Pointing and labeling entries:
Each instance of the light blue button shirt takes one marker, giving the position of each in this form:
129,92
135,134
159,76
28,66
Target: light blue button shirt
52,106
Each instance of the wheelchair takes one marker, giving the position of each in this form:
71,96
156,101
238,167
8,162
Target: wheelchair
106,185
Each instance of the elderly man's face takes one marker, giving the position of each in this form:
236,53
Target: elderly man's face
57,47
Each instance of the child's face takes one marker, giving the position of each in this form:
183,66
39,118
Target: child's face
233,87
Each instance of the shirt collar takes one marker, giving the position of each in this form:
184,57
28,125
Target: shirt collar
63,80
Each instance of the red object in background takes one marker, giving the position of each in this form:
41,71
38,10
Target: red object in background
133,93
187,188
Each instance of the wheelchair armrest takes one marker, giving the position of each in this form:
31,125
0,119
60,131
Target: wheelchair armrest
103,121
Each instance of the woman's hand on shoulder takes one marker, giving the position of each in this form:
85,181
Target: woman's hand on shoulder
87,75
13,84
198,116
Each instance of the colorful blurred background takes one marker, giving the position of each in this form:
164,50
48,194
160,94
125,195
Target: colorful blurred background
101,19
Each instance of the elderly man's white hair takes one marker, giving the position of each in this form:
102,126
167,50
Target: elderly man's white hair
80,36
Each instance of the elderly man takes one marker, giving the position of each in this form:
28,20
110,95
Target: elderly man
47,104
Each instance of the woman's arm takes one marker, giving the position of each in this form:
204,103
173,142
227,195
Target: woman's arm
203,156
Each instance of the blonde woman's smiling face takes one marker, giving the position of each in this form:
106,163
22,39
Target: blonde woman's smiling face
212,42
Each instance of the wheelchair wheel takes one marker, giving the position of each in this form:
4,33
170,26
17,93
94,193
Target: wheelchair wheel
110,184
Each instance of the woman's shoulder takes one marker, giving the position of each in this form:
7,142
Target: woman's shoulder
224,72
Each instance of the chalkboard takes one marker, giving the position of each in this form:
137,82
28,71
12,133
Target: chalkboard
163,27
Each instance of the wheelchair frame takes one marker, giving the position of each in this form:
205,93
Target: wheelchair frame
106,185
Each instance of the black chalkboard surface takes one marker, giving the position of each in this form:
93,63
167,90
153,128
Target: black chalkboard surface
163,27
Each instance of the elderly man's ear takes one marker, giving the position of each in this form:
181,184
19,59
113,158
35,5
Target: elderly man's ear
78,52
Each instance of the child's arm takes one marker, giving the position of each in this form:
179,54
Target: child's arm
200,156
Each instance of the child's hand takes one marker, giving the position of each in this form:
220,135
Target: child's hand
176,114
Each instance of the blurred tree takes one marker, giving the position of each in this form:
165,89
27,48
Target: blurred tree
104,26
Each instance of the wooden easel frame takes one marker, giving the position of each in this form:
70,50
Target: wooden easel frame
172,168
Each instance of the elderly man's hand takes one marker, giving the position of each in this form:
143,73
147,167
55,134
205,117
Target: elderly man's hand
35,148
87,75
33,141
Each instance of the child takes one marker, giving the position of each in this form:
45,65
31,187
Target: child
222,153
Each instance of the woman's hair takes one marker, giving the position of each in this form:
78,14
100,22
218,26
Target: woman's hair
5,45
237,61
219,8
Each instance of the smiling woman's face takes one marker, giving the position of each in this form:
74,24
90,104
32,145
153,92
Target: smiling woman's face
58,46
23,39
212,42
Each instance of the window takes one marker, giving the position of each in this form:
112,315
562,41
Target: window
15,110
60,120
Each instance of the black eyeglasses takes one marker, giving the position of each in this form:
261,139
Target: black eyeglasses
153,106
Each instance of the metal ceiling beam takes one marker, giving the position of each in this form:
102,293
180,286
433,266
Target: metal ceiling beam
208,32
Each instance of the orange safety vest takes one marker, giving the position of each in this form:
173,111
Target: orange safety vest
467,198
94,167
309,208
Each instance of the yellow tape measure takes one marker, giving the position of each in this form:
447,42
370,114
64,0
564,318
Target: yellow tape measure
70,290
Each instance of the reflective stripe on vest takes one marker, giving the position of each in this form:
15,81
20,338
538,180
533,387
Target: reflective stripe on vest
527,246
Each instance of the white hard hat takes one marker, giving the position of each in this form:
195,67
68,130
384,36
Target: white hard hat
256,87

EXERCISE BRIEF →
Nothing in the data may differ; print all of it exactly as written.

SOLUTION TO THE PROBLEM →
Each instance of the light blue button shirt takes one marker, giving the position of each in this form:
129,92
135,134
159,76
28,66
Target: light blue button shirt
52,106
Each instance of the wheelchair takes one marker, giving the position of each in this form:
71,96
156,101
238,167
8,162
Target: wheelchair
106,185
Each instance of the elderly man's face takes one marker, giving the position of each in this form:
236,53
Target: elderly man's face
57,47
Each instance of the child's face takes one marker, giving the position of each in this form:
183,66
39,118
Target: child's face
233,87
Each instance of the shirt collar takes one marker, giving the position of each in this form:
184,57
28,125
Target: shirt collar
63,80
Each instance of the red object in background takes one marker, giving the position of each in this form:
41,71
38,10
Target: red object in background
133,93
187,188
Each instance of the wheelchair armrest takes one marker, giving the position of each in this form:
31,125
0,119
60,131
Target: wheelchair armrest
103,121
Each instance of the woman's hand on shoulder takes one marker, giving the position of each in this form:
85,181
Target: woman's hand on shoulder
87,75
13,84
198,116
Each instance of the colorful blurred background takes one marker, giving the position of each in this form:
164,50
48,194
160,94
125,195
Target: colorful blurred background
101,19
Each instance of the elderly man's white hair takes one marker, giving the position of each in this form:
102,126
167,50
Target: elderly man's white hair
80,36
Each instance of the elderly man takes one marker, giving the position of each in this form:
28,20
110,95
Target: elderly man
47,104
Each instance of the woman's arm takes one marker, giving the position of each in this form:
204,103
173,142
227,195
Target: woman's arm
203,156
Each instance of the blonde woman's smiling face takes one marker, giving the position of each in this form:
106,163
22,39
Target: blonde woman's smiling face
212,42
Each instance of the wheelchair wheel takes one marker, giving the position of each in this form:
4,33
170,26
17,93
94,193
Target: wheelchair wheel
110,184
Each instance of the woman's shoulder takes one marker, giving the position of each in this form:
7,142
Target: woman's shoulder
224,72
Each instance of the chalkboard takes one marker, giving the position of each in this form:
137,82
28,71
12,133
Target: chalkboard
163,27
Each instance of the wheelchair frame takes one marker, giving the position of each in this form:
205,93
Target: wheelchair frame
106,185
Each instance of the black chalkboard surface takes one marker, giving the position of each in this form:
93,63
167,90
153,128
Target: black chalkboard surface
163,27
Each instance of the elderly man's ear takes one marker, giving the position of each in this form:
181,184
19,59
113,158
35,5
Target: elderly man's ear
78,52
Each instance of the child's arm takes one marker, giving the position of each in this form:
179,54
Target: child's arm
200,156
Each instance of the child's hand takes one marker, giving the position of each in this form:
220,135
Target: child's hand
176,114
Each instance of the blurred tree takes one marker, giving the position of each in this form:
165,89
27,48
Target: blurred tree
104,26
Each instance of the wooden easel frame takes one marker, giving the position of each in this form:
70,50
Target: wooden easel frame
172,168
Each instance of the elderly man's hand takes one marker, giving the position of each in this form:
143,73
147,167
55,134
205,117
Target: elderly man's hand
35,148
87,75
33,141
Each instance of the child takes one marker, giving the position of each in this form:
45,65
31,187
Target: child
222,153
Each instance of the woman's hair takes one marker, giving the position of each in this form:
78,14
100,22
218,26
Target: woman's hair
5,45
237,61
219,8
Each instance of the smiling woman's face takes one marker, giving the position of each in this form:
74,24
90,104
32,145
153,92
Target: smiling woman's face
58,46
23,39
212,42
Each instance of the window takes one marker, giving the position of each in this form:
112,315
562,41
Target: window
15,110
60,120
Each instance of the black eyeglasses takes one marker, giving the position of each in this form:
261,139
Target: black eyeglasses
153,106
Each instance of the metal ceiling beam takes one marker, giving the position of each in this form:
102,293
180,286
433,266
Target: metal ceiling beam
208,32
Each instance of the orange safety vest takes one marker, giving the position of each in this form:
173,111
Target: orange safety vest
467,198
94,167
309,208
Each instance of the yellow tape measure takes one marker, giving the position of each in this form:
447,42
370,114
64,0
564,318
Target: yellow tape measure
70,290
Each instance of the reflective stripe on vest takes one marker, giving the position of each in this form:
15,81
20,338
538,180
533,387
Target: reflective stripe on vest
527,246
Each instance of the white hard hat takes one marker, giving the position of each in this form:
195,67
68,130
384,36
Target: white hard hat
256,87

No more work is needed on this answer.